▸ WORK TO BE COMPLETED:
Format the material below as a Markdown table with two columns, Row and Line. Give each line its own numbered row and leave out blank lines.

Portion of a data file
######

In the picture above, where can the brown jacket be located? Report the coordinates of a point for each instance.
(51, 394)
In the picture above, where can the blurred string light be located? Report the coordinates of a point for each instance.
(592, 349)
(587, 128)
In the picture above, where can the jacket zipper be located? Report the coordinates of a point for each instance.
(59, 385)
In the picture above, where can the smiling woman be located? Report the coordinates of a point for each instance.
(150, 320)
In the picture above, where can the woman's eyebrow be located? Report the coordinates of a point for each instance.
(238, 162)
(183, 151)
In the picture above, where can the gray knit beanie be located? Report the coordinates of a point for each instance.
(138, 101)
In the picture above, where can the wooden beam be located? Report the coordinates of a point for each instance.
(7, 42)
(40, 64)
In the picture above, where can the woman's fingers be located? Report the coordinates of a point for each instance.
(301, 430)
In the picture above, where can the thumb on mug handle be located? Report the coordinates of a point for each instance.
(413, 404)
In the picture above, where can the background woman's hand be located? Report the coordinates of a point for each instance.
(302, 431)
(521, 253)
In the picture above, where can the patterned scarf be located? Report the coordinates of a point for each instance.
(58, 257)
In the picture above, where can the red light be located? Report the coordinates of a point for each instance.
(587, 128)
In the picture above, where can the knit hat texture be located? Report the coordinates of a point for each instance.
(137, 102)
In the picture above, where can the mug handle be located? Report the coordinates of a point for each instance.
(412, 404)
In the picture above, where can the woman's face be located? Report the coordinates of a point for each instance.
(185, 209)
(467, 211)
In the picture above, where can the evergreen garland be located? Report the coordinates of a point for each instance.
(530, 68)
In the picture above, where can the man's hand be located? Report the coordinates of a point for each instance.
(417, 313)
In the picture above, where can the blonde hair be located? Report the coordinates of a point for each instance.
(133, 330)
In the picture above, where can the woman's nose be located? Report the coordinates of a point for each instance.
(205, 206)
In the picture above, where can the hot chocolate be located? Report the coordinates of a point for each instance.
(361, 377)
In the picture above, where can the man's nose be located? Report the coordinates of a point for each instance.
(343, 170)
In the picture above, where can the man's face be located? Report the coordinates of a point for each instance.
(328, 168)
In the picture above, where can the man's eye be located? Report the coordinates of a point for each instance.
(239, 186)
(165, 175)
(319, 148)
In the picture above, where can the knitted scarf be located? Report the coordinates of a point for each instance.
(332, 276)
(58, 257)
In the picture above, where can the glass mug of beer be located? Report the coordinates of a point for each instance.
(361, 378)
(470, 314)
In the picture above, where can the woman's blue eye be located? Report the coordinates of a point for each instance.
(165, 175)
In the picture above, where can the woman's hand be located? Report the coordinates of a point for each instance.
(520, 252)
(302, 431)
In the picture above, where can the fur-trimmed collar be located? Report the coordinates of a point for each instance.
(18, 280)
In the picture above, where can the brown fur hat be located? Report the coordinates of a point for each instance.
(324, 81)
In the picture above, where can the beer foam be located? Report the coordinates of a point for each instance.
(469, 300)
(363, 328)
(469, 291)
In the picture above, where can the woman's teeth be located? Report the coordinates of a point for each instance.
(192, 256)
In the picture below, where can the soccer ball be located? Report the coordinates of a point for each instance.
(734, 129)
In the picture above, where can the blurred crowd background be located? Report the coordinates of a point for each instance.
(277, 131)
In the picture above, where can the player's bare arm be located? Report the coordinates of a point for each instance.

######

▸ ANSWER TO THE TASK:
| Row | Line |
|---|---|
| 1 | In the picture above, where can the brown jacket be located? Report the coordinates of a point for each instance. |
| 2 | (51, 394) |
| 3 | In the picture above, where can the blurred string light be located? Report the coordinates of a point for each instance. |
| 4 | (592, 349) |
| 5 | (587, 128) |
| 6 | In the picture above, where can the jacket zipper be located? Report the coordinates of a point for each instance. |
| 7 | (59, 385) |
| 8 | In the picture above, where can the smiling woman be located? Report the coordinates of a point for each instance. |
| 9 | (150, 320) |
| 10 | In the picture above, where can the woman's eyebrow be located? Report the coordinates of a point for each instance. |
| 11 | (238, 162) |
| 12 | (183, 151) |
| 13 | In the picture above, where can the gray knit beanie be located? Report the coordinates of a point for each instance. |
| 14 | (138, 101) |
| 15 | In the picture above, where can the wooden beam be located? Report the coordinates of a point for each instance. |
| 16 | (7, 42) |
| 17 | (40, 64) |
| 18 | In the picture above, where can the woman's fingers be located? Report the coordinates of a point for each instance. |
| 19 | (301, 430) |
| 20 | In the picture above, where can the thumb on mug handle be located? Report the coordinates of a point for each instance. |
| 21 | (413, 404) |
| 22 | In the picture above, where can the background woman's hand be located? Report the coordinates of a point for each instance. |
| 23 | (302, 431) |
| 24 | (521, 253) |
| 25 | In the picture above, where can the patterned scarf be located? Report the coordinates of a point for each instance. |
| 26 | (58, 257) |
| 27 | In the picture above, where can the red light be located? Report the coordinates of a point for each instance. |
| 28 | (587, 128) |
| 29 | In the picture above, where can the knit hat texture be located? Report the coordinates of a point for each instance. |
| 30 | (137, 102) |
| 31 | In the picture above, where can the mug handle be located? Report the coordinates of a point for each instance. |
| 32 | (412, 404) |
| 33 | In the picture above, where can the woman's face be located? Report the coordinates of a point for each instance. |
| 34 | (185, 209) |
| 35 | (467, 211) |
| 36 | In the picture above, where can the evergreen garland be located? Report the coordinates of a point for each instance. |
| 37 | (530, 68) |
| 38 | In the picture above, where can the man's hand be located? Report the coordinates of a point for each instance. |
| 39 | (417, 313) |
| 40 | In the picture above, where can the blonde hair be located? Report the coordinates of a point for each instance. |
| 41 | (133, 330) |
| 42 | In the picture above, where can the woman's nose be located? Report the coordinates of a point for each instance. |
| 43 | (205, 206) |
| 44 | In the picture above, where can the hot chocolate be located? Report the coordinates of a point for each instance. |
| 45 | (361, 377) |
| 46 | In the picture above, where can the man's nose be located? Report the coordinates of a point for each instance. |
| 47 | (343, 170) |
| 48 | In the picture above, where can the man's face be located? Report the coordinates of a point for each instance. |
| 49 | (328, 168) |
| 50 | In the picture above, where can the man's eye be located? Report the coordinates of a point for each instance. |
| 51 | (239, 186) |
| 52 | (165, 175) |
| 53 | (319, 148) |
| 54 | In the picture above, where can the knitted scarf be located? Report the coordinates of a point for each instance. |
| 55 | (332, 276) |
| 56 | (58, 257) |
| 57 | In the picture above, where can the glass mug of beer be located? Report the coordinates of a point for each instance. |
| 58 | (361, 378) |
| 59 | (470, 314) |
| 60 | In the picture above, where can the woman's blue eye be located? Report the coordinates of a point for each instance. |
| 61 | (165, 175) |
| 62 | In the picture above, where can the woman's hand be located? Report the coordinates of a point for each instance. |
| 63 | (520, 252) |
| 64 | (302, 431) |
| 65 | In the picture above, where can the fur-trimmed collar be located? Report the coordinates of a point for each instance. |
| 66 | (18, 280) |
| 67 | In the picture above, where can the brown fur hat be located? Report the coordinates of a point for each instance. |
| 68 | (324, 81) |
| 69 | In the picture above, where can the beer foam be located? Report the coordinates of a point for each instance. |
| 70 | (469, 300) |
| 71 | (363, 328) |
| 72 | (469, 291) |
| 73 | In the picture above, where can the woman's teeth be located? Report the coordinates of a point for each instance. |
| 74 | (192, 256) |
| 75 | In the picture below, where can the soccer ball be located? Report the coordinates of a point for each instance. |
| 76 | (734, 129) |
| 77 | In the picture above, where can the blurred crowd background be located? Report the coordinates of a point for each instance. |
| 78 | (277, 131) |
| 79 | In the picture above, where can the player's bare arm be located? Report the coordinates of a point for each instance. |